• _Exercise_: Return each of the rows below verbatim, with the pictures left out.

--------------------

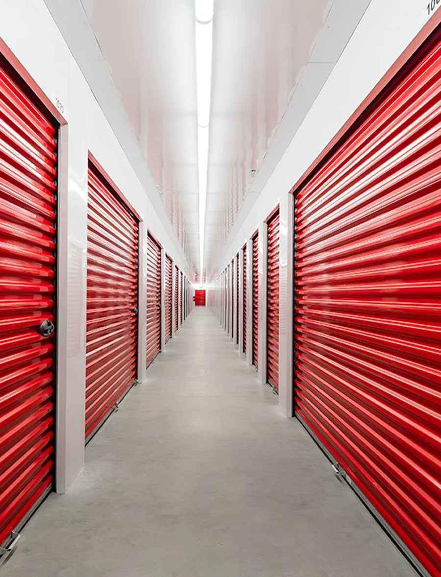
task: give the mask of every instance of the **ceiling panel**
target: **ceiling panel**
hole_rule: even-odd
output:
[[[264,186],[368,3],[215,0],[208,271],[247,194]],[[194,0],[83,5],[173,229],[197,265]]]

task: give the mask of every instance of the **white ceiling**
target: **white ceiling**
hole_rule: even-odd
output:
[[[215,0],[208,275],[245,197],[263,188],[369,1]],[[46,2],[57,20],[58,3]],[[173,227],[199,269],[195,1],[82,3]]]

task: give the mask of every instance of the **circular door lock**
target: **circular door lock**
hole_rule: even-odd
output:
[[[37,332],[42,336],[50,336],[55,331],[55,325],[47,319],[37,327]]]

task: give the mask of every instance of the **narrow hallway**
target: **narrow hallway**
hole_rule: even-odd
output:
[[[414,575],[202,307],[3,568],[3,577]]]

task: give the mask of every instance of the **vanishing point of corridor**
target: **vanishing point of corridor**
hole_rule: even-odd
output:
[[[412,577],[197,307],[51,494],[2,577]]]

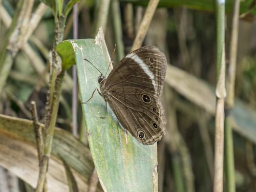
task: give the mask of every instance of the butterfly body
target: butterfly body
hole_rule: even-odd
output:
[[[159,141],[166,133],[159,101],[166,60],[154,46],[143,47],[124,57],[106,78],[98,78],[101,95],[122,126],[144,145]]]

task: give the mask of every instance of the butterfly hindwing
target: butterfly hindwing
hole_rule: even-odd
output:
[[[156,47],[146,46],[124,57],[106,78],[108,101],[123,127],[139,142],[152,144],[165,131],[166,120],[159,97],[166,60]]]

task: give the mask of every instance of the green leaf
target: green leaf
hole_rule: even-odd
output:
[[[68,179],[68,183],[69,184],[69,191],[78,192],[77,184],[76,183],[76,181],[75,179],[75,177],[74,177],[72,172],[71,171],[71,169],[63,158],[60,157],[60,159],[61,159],[64,167],[65,167],[67,178]]]
[[[251,9],[251,5],[255,0],[241,1],[240,13],[244,13],[251,9],[251,13],[256,14],[256,7]],[[131,2],[136,5],[146,6],[149,0],[123,0],[122,2]],[[226,0],[226,12],[231,13],[233,10],[233,0]],[[214,12],[215,0],[160,0],[159,7],[172,8],[184,6],[189,9]]]
[[[67,41],[73,47],[69,50],[74,50],[82,102],[99,88],[100,74],[83,58],[103,74],[110,62],[104,39],[97,38]],[[91,152],[102,188],[108,191],[157,191],[157,143],[144,146],[129,133],[126,135],[108,105],[105,118],[100,118],[105,116],[105,103],[97,92],[89,102],[82,104]]]
[[[76,64],[74,49],[71,40],[65,40],[55,47],[55,50],[62,60],[62,67],[65,70]]]

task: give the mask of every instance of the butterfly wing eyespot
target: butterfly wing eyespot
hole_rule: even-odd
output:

--------------------

• _Task result_:
task: give the mask of every instance of the **ceiling panel**
target: **ceiling panel**
hole_rule: even-odd
output:
[[[264,186],[368,3],[215,0],[208,271],[247,194]],[[194,0],[83,5],[173,229],[197,265]]]

task: give the mask of every instance of the **white ceiling**
target: **white ceiling**
hole_rule: even-odd
output:
[[[215,0],[208,275],[245,197],[263,188],[369,1]],[[46,2],[57,20],[58,3]],[[173,227],[199,269],[195,1],[82,3]]]

task: give the mask of every instance of the **circular door lock**
target: **circular door lock**
hole_rule: even-odd
output:
[[[37,332],[42,336],[50,336],[55,331],[55,325],[47,319],[37,327]]]

task: give the mask of every instance of the **narrow hallway**
target: **narrow hallway**
hole_rule: even-odd
output:
[[[414,575],[202,307],[3,568],[3,577]]]

task: give the mask of every instance of the **vanishing point of corridor**
target: **vanishing point of corridor**
hole_rule: even-odd
output:
[[[412,577],[197,307],[51,494],[2,577]]]

task: give the mask of every instance of the butterfly body
target: butterfly body
hole_rule: even-odd
output:
[[[159,141],[166,133],[159,101],[166,60],[154,46],[143,47],[124,57],[106,78],[98,78],[101,95],[122,126],[144,145]]]

task: give the mask of every instance of the butterfly hindwing
target: butterfly hindwing
hole_rule: even-odd
output:
[[[156,47],[146,46],[124,57],[106,78],[108,101],[123,127],[139,142],[152,144],[165,131],[166,120],[159,97],[166,60]]]

task: give the mask of every instance of the green leaf
target: green leaf
hole_rule: even-odd
output:
[[[68,179],[68,183],[69,184],[69,191],[78,192],[77,184],[76,183],[76,181],[75,179],[75,177],[74,177],[72,172],[71,171],[71,169],[63,158],[60,157],[60,159],[61,159],[64,167],[65,167],[67,178]]]
[[[251,9],[251,5],[255,0],[241,1],[240,13],[244,13],[251,9],[251,13],[256,14],[256,7]],[[131,2],[136,5],[146,6],[149,0],[123,0],[122,2]],[[226,0],[226,12],[231,13],[233,10],[233,0]],[[214,12],[215,0],[160,0],[159,7],[172,8],[184,6],[189,9]]]
[[[67,41],[73,47],[69,50],[74,50],[82,102],[99,88],[100,74],[83,58],[103,74],[110,62],[104,39],[97,38]],[[91,152],[102,188],[108,191],[157,191],[157,143],[144,146],[129,133],[126,135],[108,105],[105,118],[100,118],[105,116],[105,103],[97,92],[89,102],[82,104]]]
[[[76,64],[74,49],[71,40],[65,40],[55,47],[55,50],[62,60],[62,67],[65,70]]]

task: give the mask of every instance of the butterfly wing eyespot
target: butterfly wing eyespot
hole_rule: even-odd
output:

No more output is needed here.